▶ **DOCUMENT EXCERPT**
The brief was ten lines long. Build a React and Tailwind web app that simulates a startup founder's month-by-month decisions, with stateful metrics, AI-generated monthly reports, and a win-or-lose ending. Hand it to two flagship AI coding agents released in 2026 and watch what each one ships. That is what Chinese tech outlet Leiphone did in a hands-on review this month, and the result is a cleaner window into the state of AI coding than any benchmark chart.
M3 finished the build in roughly 11 minutes. Sonnet 4.6 took about 19. The eight-minute gap is less interesting than what each model chose to do with the extra time.
M3 stayed inside the brief. The app booted, the monthly loop ran, the AI-generated reports were coherent, and the win-or-lose state resolved. Nothing in the output tried to surprise the prompter. Sonnet 4.6 did the same job and added a layer of its own: random events that could wipe out a month's progress, a difficulty curve the brief never asked for, and richer game balance intended to make the simulation feel like a real product. Both deliverables were working software. They were different jobs.
This is not a quality ranking. Both models produced code that ran. The Leiphone test is a single build by a single reviewer, and it cannot resolve who is "better" at coding any more than one customer's review of two restaurants can resolve who cooks better in their city. What it does resolve is something the benchmark wars have obscured: the next phase of AI coding competition is not about who scores highest on a leaderboard. It is about which philosophy of AI collaboration matches how a given engineer or team actually briefs work.
MiniMax's positioning of M3 is execution-first. The model is the company's flagship for coding and agent work, and the architecture is built around long, autonomous tasks rather than quick chat exchanges. The headline technical bet is the 1M-token context window, paired with MSA (MiniMax Sparse Attention), an attention method documented in a preprint paper on arXiv and accompanied by open-source CUDA kernels. In plain English: the model can hold roughly 750,000 English words of working memory and pay attention selectively, so it does not have to re-read the entire context every time it reasons. That makes day-long autonomous work tractable in a way shorter-context models struggle with.
MiniMax showed two official demos to make the long-task case concrete. In one, M3 reportedly reproduced the implementation of an ICLR (a top machine-learning research conference) paper in about 12 hours without human intervention. In another, it optimized a CUDA kernel, the low-level GPU code that normally takes human engineers days to tune, across 147 iterations in roughly 24 hours. (VentureBeat reports these as official demos; TechTimes flags the wider benchmark claims as unverified.) Both demos are press-release evidence, not third-party reproductions. Treat them as the company telling you what the architecture is for, not as proof it works that way on every workload.

▶ **DATA RECORDS**
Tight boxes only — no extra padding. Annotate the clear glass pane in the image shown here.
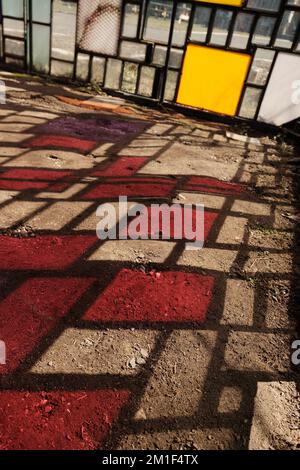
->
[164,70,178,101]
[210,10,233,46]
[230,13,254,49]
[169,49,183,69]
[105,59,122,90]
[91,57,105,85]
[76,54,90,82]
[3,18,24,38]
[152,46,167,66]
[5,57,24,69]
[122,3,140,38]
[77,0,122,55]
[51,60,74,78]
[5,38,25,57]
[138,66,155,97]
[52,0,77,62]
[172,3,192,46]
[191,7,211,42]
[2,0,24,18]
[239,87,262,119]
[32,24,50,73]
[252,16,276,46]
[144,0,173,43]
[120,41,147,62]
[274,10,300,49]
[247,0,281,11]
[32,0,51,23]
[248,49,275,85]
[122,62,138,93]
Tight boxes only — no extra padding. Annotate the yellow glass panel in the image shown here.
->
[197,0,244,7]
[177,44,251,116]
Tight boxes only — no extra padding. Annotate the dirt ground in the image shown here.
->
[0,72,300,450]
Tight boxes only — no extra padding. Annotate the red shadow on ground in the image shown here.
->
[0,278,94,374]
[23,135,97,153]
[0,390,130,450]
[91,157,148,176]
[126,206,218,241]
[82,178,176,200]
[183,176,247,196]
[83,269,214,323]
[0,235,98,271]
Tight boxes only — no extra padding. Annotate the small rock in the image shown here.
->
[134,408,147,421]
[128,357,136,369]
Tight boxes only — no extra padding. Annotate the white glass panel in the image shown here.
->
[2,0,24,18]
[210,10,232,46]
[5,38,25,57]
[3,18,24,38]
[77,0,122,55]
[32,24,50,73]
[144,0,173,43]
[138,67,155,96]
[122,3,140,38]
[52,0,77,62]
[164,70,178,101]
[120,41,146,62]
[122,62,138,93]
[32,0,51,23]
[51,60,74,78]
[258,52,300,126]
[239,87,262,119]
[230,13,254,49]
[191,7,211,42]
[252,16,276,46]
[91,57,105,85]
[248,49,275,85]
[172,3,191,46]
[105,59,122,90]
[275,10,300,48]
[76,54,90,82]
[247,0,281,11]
* * *
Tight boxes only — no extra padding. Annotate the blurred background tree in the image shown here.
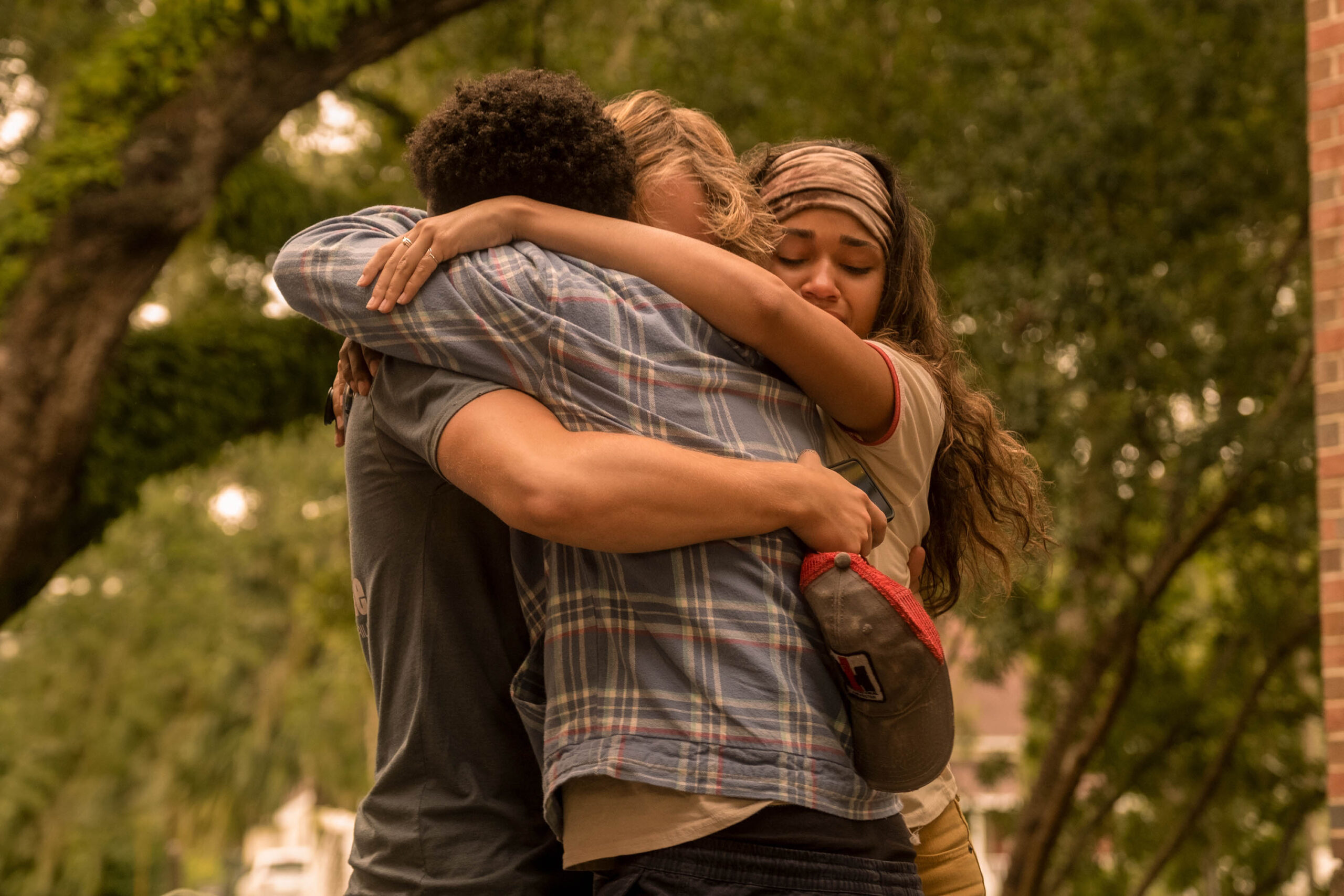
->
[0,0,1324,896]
* * *
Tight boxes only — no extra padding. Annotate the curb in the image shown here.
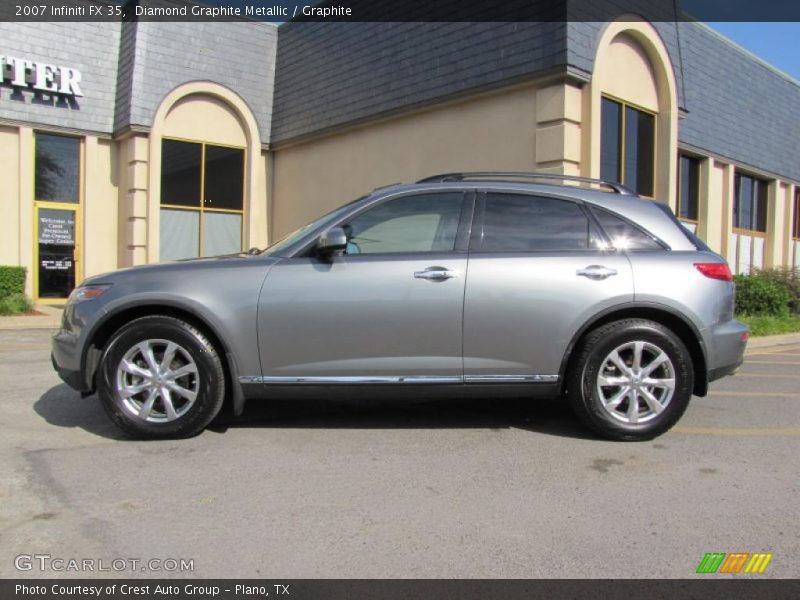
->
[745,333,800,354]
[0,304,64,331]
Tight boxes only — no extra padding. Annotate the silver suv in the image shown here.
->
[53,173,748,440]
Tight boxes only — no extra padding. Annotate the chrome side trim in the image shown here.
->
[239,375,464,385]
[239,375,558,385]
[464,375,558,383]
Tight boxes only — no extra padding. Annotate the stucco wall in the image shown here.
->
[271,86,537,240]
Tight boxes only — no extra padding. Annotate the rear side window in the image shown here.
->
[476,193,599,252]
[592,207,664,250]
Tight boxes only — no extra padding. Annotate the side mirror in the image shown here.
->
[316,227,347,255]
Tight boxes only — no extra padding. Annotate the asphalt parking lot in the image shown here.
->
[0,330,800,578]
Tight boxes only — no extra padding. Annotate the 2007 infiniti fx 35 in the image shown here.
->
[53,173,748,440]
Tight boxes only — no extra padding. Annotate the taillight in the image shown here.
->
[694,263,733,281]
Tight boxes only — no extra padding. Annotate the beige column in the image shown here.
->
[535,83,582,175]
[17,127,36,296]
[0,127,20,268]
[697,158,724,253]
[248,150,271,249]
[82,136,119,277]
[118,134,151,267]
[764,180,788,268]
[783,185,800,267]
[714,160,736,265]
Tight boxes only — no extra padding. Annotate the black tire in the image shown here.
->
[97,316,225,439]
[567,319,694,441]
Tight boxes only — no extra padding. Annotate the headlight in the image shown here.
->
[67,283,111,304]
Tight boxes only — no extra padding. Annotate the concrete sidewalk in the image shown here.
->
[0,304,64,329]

▶ **PROBLEMS TO WORK ON**
1. Answer these about the article on AI coding agents, one line each:
(a) About how long did M3 take to finish the build?
(b) What does MSA stand for?
(c) In the CUDA kernel demo, across how many iterations did M3 optimize the kernel?
2. Summarize the article on AI coding agents in two sentences.

▶ **ANSWERS BY ITEM NUMBER**
1.
(a) Roughly 11 minutes.
(b) MiniMax Sparse Attention.
(c) 147 iterations.

2. In Leiphone's hands-on review, M3 built the requested startup-founder simulation app in about 11 minutes and stayed inside the brief, while Sonnet 4.6 took about 19 minutes and added random events, a difficulty curve, and richer game balance, and both produced working software. The article argues that the test shows AI coding competition shifting toward which philosophy of AI collaboration fits how engineers brief work, and it describes M3's execution-first design, built on a 1M-token context window and MiniMax Sparse Attention and presented through official demos that are not third-party reproductions.